[Stored data entries]
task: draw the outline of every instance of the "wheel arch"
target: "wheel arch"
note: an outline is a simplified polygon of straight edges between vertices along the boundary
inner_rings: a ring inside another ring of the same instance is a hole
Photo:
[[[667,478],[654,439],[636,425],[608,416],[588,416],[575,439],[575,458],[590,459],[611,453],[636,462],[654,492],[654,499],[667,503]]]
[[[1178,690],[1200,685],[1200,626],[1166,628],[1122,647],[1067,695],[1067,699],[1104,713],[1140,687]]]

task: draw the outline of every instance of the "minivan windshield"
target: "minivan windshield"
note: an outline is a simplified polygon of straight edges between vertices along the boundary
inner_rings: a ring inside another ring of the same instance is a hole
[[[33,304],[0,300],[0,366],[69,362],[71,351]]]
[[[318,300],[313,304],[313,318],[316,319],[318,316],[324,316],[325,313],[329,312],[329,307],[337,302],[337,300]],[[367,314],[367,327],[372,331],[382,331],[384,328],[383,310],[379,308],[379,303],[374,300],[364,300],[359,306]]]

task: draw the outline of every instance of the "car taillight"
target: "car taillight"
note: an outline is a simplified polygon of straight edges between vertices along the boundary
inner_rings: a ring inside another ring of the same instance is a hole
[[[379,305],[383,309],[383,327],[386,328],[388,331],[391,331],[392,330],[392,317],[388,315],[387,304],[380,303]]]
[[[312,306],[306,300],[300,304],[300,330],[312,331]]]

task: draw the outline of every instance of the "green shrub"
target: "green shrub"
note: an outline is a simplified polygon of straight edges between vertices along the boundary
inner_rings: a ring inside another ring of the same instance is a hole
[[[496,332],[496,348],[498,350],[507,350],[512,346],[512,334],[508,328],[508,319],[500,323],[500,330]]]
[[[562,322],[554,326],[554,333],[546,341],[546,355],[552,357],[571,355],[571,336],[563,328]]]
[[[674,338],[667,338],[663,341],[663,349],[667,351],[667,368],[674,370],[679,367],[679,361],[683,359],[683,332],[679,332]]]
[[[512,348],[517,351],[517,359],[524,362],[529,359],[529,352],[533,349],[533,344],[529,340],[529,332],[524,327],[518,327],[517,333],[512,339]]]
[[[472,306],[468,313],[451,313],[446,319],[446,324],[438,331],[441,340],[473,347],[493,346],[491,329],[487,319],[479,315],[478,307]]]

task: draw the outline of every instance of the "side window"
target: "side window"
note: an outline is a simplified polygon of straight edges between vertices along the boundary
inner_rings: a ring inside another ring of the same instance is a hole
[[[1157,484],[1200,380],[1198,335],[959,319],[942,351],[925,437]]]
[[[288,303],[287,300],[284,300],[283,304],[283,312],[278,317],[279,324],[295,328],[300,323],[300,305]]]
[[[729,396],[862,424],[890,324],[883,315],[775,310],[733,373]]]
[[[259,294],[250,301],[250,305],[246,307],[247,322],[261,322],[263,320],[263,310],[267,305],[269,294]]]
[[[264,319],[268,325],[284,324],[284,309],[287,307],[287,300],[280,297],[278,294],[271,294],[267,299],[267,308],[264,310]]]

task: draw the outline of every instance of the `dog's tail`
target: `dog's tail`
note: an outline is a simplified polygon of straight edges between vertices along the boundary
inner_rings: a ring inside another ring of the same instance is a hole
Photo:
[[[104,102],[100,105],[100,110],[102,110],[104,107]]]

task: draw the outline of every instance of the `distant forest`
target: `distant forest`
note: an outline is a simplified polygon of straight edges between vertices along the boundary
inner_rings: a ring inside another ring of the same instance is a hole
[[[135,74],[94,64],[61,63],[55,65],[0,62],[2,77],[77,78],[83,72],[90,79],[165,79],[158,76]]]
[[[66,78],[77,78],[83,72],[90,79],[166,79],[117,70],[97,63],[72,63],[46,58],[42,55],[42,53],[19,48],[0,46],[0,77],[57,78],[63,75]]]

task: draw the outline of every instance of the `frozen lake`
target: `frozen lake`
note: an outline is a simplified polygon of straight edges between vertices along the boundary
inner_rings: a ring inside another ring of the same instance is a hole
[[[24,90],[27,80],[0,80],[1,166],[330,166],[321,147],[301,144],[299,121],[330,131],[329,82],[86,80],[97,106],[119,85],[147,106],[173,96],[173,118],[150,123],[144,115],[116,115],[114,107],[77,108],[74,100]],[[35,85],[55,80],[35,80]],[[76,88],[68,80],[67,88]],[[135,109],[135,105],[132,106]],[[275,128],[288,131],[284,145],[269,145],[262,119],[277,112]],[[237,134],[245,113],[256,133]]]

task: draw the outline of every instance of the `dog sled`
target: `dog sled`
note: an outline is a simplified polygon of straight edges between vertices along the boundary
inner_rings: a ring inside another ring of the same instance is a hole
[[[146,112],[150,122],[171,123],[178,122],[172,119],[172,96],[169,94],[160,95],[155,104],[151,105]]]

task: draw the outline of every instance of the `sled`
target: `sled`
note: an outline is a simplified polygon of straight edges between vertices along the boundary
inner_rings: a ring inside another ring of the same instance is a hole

Task directions:
For each line of the entries that holds the word "taillight", pull that line out.

Response to the exercise:
task: draw the outline of every instance of the "car taillight"
target: "car taillight"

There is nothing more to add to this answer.